* start TEXT SEGMENT *

Ha ha, I would tend to disagree with you there Pat. Hardly tin cans when they weigh 6 to 8 tons. OK they are 'thrown' together for want of a better expression but with all the standard fittings, very good value for money. I would guess there are many sited American trailers and fivers along the Med coast because of the value and comfort they provide.

Ray.


----------



## patp (Apr 30, 2007)

Are they insulated? Do they have double glazing? Not the ones we looked at  
They took our Celtic Rambler to Iceland and lived in it for a while before putting it on the market. Most American made ones are aimed at being used in the Southern States. My brother lives in Minnesota and you never see one there. Then there is the tank that you need to tow them! Just not practical in Europe unless you are going to use them as statics and it now appears that it is not even legal to do that.
Think we will stick with our ultra versatile Rambler


----------



## raynipper (Aug 4, 2008)

Agreed about that Pat. But they have recently been fitting double glazing and better insulation. We stayed near Grand Canyon in freezing temps and snow with our last two RVs. They had two furnaces and an engine heater so able to winter travel. 
I did ask some American dealers about double glazing and was told why drag the extra weight around when you can just turn the furnace up? Different psychology. 

Ray.


----------



## patp (Apr 30, 2007)

Yeah, bit like the folks in Minnesota who go to Florida for the winter and leave their heating running full blast! They also heat their garages. Then in the summer they cannot live without air conditioning and will go start the car ten minutes before they go out so that it is "comfortable" for them. No one has a washing line it is all tumble dryers. I asked my brother why he does not hang out his washing in the summer as it would dry in about half an hour. His answer was "because the neighbours would complain!". This from the man who moved to the States because he did not like the class system of Britain  (washing out on a line is a lower class activity).

* end TEXT SEGMENT *

- SET EXERCISE A
Render the records from the line containing "of the bird." through the end of the records, both ends included, as a two-column CSV with the columns "text" and "answer". Use one row per record, with each value in a single quoted field and line breaks replaced by spaces.

* start INFORMATION SHOWN *

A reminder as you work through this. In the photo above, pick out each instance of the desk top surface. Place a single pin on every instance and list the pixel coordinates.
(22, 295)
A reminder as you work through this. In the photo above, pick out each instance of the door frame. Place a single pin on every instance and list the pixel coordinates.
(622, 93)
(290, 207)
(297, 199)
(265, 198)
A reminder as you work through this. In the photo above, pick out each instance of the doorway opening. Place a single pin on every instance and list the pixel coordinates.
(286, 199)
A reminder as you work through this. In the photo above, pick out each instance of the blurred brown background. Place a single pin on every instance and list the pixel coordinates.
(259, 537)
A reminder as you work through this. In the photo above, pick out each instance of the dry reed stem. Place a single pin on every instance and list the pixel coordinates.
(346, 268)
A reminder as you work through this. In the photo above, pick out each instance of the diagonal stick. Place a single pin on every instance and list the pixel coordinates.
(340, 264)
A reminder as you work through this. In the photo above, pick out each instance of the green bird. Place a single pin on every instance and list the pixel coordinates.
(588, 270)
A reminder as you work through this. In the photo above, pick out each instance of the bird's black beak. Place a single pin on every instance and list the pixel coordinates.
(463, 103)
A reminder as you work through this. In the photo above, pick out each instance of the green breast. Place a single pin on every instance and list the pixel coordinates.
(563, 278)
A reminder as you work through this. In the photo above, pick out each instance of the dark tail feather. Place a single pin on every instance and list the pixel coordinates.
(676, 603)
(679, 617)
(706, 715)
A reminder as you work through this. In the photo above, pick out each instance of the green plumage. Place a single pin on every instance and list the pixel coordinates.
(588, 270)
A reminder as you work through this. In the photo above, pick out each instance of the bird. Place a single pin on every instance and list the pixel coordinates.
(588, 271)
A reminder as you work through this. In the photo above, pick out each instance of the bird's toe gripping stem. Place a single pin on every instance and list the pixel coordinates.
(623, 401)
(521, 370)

* end INFORMATION SHOWN *

- SET EXERCISE B
Rewrite the forum thread from "Think we will" up to and including "to winter travel.", changing "furnaces" to "heaters".

- TASK ANSWER A
text,answer
"A reminder as you work through this. In the photo above, pick out each instance of the bird. Place a single pin on every instance and list the pixel coordinates.","(588, 271)"
"A reminder as you work through this. In the photo above, pick out each instance of the bird's toe gripping stem. Place a single pin on every instance and list the pixel coordinates.","(623, 401) (521, 370)"

- TASK ANSWER B
Think we will stick with our ultra versatile Rambler


----------



## raynipper (Aug 4, 2008)

Agreed about that Pat. But they have recently been fitting double glazing and better insulation. We stayed near Grand Canyon in freezing temps and snow with our last two RVs. They had two heaters and an engine heater so able to winter travel.